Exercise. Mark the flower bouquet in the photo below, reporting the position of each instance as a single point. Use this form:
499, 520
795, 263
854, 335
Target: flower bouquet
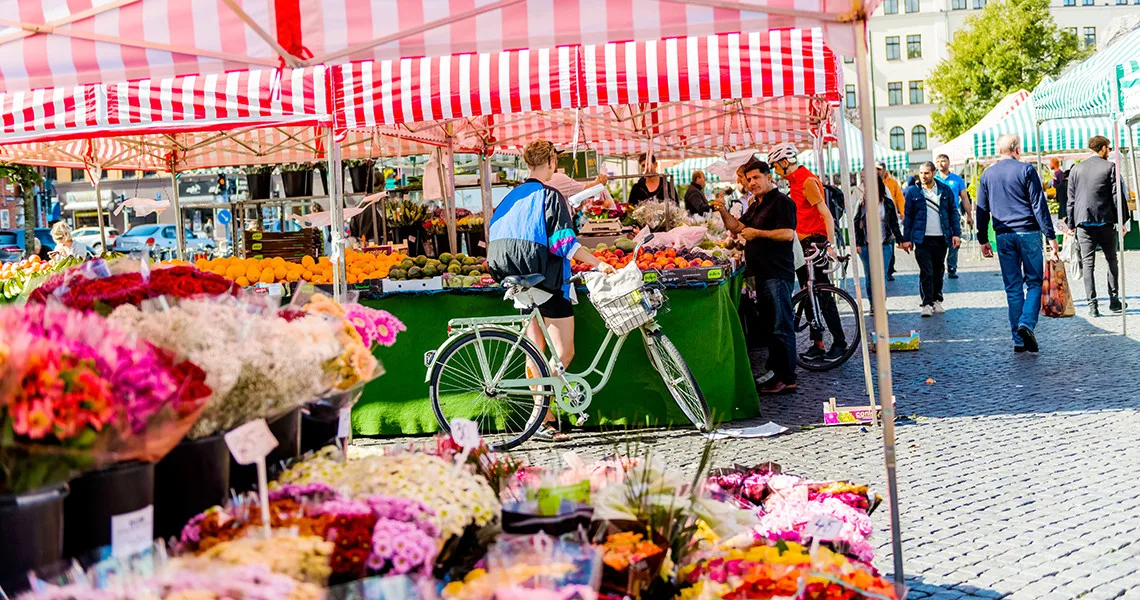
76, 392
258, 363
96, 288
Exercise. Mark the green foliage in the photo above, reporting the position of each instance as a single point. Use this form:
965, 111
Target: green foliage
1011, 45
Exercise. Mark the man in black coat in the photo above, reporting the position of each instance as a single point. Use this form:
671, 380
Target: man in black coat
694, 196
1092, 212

*Instructions to follow:* What you return should match the records above word for word, minus the pictures.

*Answer space:*
Exercise. Mark the flower bouquet in the photo below, reporting the position of each instance as a single point. Use this form:
499, 520
795, 263
854, 335
Target: flower bouquet
76, 392
258, 363
96, 288
Exercise. Mark the green foliage in the photo above, reporting the position of each instance as a single point. Use this form:
965, 111
Target: green foliage
1011, 45
Exercise. Mark the man in black coat in the photo above, reporting the position of each instance as a single point. Use this form:
671, 380
Target: man in black coat
694, 196
1092, 212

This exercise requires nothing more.